--- Begin Recorded information ---

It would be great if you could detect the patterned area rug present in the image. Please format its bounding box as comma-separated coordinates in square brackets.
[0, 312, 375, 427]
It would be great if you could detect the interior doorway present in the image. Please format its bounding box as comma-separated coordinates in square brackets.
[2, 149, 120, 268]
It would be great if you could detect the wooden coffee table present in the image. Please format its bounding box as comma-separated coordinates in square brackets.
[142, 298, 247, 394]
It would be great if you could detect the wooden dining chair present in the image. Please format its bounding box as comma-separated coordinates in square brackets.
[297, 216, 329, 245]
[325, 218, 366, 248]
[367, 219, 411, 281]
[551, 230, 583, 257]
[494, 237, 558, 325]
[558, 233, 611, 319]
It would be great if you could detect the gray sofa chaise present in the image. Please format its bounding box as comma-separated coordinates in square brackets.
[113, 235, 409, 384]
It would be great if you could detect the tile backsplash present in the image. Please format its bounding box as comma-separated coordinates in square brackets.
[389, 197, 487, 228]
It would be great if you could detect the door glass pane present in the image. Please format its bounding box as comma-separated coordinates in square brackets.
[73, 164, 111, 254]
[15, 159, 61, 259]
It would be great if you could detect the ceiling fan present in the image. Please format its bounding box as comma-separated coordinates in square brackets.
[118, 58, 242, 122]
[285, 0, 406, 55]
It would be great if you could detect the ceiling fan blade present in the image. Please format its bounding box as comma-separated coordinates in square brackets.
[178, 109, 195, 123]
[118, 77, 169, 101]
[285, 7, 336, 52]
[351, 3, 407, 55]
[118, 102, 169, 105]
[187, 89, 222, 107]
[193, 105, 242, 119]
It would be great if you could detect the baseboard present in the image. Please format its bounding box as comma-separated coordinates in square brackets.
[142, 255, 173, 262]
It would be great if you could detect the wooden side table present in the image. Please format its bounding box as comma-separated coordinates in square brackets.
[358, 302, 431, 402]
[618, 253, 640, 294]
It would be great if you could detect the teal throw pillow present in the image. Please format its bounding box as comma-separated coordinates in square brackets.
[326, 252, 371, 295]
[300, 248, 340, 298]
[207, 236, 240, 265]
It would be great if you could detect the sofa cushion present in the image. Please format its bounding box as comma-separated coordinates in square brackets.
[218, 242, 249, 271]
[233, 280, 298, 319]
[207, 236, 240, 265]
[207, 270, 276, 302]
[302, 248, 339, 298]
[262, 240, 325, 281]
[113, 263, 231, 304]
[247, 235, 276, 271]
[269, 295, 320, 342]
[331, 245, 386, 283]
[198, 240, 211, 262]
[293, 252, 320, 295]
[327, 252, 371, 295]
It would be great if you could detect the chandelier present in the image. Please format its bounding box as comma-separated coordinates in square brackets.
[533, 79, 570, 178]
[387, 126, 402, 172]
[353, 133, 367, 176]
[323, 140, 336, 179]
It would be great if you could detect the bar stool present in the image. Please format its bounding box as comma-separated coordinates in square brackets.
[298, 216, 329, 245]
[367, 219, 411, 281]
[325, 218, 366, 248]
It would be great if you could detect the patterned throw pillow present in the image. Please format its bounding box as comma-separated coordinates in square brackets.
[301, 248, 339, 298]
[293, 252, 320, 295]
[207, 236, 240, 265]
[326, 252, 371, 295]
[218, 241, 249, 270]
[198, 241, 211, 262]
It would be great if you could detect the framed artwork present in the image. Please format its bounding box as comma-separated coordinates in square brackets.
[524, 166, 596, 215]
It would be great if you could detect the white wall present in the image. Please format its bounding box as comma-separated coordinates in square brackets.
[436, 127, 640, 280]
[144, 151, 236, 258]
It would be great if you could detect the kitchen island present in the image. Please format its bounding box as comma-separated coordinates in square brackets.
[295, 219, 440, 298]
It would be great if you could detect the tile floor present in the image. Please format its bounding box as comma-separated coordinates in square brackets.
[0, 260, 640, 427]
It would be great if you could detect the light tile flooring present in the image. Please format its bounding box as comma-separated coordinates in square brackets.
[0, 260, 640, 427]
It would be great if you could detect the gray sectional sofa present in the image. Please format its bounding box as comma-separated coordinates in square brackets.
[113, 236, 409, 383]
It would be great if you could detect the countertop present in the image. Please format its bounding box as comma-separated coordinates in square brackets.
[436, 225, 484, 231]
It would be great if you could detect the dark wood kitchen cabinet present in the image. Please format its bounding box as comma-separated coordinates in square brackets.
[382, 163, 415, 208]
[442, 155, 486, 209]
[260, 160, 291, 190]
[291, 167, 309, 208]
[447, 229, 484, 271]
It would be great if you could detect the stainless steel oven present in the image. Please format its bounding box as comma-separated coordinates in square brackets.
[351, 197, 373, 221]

--- End Recorded information ---
--- Begin Recorded information ---

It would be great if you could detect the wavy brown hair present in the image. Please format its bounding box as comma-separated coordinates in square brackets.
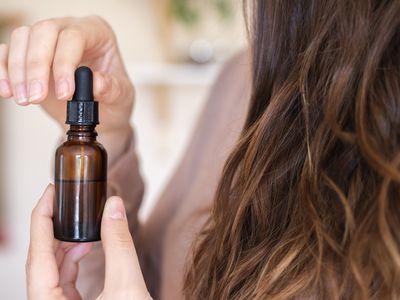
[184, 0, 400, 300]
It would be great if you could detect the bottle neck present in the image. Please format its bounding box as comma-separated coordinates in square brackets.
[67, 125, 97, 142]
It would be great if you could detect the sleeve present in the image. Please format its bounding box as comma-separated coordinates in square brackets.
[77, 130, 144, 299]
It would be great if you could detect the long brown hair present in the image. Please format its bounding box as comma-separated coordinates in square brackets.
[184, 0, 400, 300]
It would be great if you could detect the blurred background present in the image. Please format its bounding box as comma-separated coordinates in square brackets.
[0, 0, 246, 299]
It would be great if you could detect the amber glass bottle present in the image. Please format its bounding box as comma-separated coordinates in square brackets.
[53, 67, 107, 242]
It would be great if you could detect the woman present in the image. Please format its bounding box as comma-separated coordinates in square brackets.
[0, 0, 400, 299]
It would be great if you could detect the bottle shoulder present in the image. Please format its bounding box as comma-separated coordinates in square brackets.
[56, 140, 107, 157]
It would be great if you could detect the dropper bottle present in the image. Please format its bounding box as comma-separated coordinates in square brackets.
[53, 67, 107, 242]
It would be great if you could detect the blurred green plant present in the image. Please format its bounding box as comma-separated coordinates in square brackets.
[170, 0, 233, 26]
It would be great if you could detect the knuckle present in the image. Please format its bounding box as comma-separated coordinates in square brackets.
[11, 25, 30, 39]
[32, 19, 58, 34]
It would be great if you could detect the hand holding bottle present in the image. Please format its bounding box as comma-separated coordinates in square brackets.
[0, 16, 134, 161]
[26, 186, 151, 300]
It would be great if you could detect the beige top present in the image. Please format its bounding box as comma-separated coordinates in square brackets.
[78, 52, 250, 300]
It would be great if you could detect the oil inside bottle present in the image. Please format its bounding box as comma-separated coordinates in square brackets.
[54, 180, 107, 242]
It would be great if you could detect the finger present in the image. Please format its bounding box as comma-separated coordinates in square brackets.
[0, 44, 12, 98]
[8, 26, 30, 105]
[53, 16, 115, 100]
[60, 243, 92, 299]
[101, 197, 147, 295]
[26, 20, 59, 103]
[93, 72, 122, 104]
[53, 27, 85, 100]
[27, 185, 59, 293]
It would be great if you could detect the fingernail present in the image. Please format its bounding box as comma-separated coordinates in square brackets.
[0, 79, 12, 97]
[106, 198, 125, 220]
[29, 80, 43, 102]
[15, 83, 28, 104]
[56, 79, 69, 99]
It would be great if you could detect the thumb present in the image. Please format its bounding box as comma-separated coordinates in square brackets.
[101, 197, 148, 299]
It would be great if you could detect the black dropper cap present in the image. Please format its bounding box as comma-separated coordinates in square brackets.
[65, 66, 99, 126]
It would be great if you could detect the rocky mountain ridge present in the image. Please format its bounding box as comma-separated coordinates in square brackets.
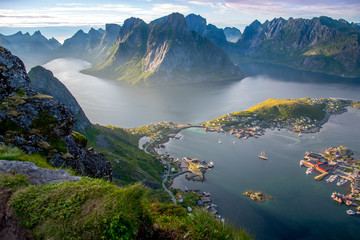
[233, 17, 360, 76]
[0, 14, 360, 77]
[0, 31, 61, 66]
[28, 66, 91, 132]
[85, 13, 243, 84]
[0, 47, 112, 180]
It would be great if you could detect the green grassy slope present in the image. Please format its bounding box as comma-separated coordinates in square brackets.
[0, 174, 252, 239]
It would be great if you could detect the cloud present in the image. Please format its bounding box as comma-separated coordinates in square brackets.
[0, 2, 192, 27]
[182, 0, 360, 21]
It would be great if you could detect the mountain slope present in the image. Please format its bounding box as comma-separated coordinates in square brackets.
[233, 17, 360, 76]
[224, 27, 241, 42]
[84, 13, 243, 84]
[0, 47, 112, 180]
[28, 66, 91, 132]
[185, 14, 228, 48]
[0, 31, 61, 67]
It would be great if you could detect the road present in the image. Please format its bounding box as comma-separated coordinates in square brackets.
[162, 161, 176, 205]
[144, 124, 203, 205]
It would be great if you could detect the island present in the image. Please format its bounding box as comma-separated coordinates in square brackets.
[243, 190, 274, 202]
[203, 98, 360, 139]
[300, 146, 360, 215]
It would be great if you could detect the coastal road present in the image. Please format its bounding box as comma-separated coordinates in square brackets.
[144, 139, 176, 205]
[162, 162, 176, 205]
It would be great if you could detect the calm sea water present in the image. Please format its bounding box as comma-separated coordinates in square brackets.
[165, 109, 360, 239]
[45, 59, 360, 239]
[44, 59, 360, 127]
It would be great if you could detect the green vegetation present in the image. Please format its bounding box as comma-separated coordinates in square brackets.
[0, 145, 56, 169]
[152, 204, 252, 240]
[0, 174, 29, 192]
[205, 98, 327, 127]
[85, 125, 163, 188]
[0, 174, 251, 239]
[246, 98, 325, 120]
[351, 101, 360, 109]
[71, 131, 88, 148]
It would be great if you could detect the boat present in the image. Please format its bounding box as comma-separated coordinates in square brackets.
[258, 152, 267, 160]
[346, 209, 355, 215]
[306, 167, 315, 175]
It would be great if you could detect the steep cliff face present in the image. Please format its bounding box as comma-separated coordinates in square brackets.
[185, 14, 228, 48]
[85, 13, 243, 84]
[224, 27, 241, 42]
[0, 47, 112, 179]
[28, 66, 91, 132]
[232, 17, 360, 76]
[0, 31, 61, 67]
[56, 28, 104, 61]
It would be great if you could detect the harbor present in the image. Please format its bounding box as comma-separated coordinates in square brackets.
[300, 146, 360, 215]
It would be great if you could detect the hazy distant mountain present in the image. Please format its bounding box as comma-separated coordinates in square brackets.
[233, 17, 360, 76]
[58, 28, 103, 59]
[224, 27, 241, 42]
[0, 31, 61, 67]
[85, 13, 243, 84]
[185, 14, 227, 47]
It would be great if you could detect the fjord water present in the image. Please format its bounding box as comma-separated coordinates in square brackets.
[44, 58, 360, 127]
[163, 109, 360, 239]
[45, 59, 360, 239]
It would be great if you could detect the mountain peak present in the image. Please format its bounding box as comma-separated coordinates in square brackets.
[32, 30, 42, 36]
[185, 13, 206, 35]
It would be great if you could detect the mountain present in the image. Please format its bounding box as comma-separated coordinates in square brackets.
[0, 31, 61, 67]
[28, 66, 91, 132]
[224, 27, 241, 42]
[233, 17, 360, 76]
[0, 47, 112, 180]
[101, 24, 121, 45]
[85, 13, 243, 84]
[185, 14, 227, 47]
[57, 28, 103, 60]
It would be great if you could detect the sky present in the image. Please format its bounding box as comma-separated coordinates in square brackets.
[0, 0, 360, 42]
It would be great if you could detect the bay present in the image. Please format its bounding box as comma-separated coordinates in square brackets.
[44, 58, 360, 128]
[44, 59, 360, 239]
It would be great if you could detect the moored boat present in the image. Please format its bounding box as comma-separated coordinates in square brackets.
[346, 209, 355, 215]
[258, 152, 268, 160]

--- End Recorded information ---
--- Begin Recorded information ---

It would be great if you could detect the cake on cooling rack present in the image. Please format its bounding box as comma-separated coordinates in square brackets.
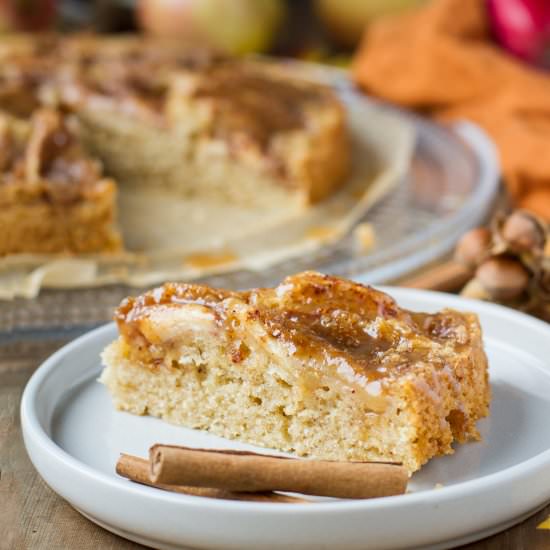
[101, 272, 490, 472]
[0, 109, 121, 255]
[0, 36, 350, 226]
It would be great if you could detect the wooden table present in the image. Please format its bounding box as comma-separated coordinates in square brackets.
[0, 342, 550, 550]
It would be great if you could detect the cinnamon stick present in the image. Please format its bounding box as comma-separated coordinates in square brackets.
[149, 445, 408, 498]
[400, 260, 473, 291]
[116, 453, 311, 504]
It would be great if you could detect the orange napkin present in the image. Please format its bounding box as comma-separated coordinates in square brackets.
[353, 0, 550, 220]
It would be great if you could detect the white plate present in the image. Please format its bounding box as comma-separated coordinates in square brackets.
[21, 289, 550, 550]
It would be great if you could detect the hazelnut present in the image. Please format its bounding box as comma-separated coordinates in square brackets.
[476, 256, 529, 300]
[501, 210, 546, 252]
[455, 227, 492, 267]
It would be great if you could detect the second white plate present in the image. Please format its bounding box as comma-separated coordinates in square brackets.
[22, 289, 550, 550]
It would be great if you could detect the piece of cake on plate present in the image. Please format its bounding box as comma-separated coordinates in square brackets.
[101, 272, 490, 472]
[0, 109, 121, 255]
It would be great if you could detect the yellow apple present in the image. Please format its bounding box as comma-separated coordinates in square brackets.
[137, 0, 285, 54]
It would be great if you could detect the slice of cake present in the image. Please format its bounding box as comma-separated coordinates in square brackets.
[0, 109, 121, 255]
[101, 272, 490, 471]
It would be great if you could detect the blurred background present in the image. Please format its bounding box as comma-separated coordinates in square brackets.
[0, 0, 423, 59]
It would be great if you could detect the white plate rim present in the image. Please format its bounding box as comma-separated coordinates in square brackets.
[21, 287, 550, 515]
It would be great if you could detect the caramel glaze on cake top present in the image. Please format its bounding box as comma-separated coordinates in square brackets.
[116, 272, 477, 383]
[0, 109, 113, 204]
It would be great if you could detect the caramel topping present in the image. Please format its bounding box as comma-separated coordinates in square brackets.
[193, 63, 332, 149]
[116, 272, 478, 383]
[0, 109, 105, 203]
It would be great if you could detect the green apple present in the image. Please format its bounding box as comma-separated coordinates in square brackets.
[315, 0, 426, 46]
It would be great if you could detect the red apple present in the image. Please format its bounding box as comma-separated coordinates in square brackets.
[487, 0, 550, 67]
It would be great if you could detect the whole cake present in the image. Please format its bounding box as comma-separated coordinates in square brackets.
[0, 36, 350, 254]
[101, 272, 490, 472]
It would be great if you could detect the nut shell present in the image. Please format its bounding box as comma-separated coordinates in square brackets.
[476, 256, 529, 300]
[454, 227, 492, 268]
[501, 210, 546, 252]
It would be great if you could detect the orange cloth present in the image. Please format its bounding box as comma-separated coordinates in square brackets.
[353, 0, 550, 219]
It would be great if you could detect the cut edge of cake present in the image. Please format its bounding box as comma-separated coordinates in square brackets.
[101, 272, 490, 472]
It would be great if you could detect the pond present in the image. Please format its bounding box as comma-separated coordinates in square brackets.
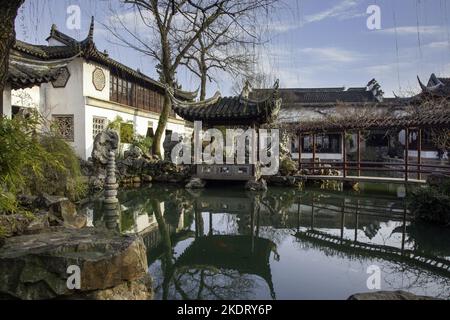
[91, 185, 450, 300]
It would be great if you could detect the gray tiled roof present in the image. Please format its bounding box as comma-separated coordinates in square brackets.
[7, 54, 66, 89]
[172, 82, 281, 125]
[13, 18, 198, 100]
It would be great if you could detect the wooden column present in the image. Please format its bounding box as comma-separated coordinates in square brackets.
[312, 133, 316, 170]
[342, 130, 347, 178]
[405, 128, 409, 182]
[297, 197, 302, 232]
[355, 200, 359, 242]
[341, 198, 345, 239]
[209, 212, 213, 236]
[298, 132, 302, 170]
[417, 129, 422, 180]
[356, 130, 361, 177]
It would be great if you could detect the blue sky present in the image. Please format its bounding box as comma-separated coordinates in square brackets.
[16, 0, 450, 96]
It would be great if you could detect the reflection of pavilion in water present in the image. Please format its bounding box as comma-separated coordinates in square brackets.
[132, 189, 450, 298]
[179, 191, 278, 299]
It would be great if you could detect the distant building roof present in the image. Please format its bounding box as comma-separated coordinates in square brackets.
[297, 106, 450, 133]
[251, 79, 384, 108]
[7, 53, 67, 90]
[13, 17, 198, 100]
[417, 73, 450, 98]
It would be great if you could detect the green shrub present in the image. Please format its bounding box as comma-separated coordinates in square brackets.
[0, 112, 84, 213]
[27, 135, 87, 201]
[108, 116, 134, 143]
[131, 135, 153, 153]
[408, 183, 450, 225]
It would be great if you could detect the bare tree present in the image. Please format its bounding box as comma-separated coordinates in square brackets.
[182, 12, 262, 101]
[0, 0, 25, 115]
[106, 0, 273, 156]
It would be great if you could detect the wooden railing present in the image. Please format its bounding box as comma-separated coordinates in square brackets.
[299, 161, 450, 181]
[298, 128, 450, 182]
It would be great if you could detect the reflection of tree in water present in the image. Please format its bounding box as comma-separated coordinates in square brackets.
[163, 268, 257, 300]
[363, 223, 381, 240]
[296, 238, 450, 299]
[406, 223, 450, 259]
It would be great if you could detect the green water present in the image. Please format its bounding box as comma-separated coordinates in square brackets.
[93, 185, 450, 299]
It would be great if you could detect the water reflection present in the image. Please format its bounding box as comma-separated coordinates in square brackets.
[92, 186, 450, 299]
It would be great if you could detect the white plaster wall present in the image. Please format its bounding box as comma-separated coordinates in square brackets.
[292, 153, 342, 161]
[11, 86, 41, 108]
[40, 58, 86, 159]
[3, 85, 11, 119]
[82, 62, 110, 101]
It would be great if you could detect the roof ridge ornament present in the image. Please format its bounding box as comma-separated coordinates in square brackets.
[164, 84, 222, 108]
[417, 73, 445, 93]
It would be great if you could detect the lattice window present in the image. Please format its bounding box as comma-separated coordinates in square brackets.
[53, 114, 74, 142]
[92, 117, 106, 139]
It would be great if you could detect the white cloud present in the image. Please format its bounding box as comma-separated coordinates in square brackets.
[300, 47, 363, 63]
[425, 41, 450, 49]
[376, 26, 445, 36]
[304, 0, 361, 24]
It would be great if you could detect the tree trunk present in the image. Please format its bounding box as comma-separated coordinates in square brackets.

--- End Recorded information ---

**Your task:** Starting at the line in the records that contains "It would be great if you could detect the fingernail" and stopping after the line that contains "[56, 79, 69, 99]", render those lines as a numbered list, leaving out any blank lines.

**Result for this task:**
1. It would be great if you could detect the fingernail present in the image. Please format its bounding box as comma-separated coordinates in square brackets.
2. [0, 79, 12, 97]
3. [106, 198, 125, 220]
4. [29, 80, 43, 102]
5. [15, 83, 28, 104]
6. [56, 79, 69, 99]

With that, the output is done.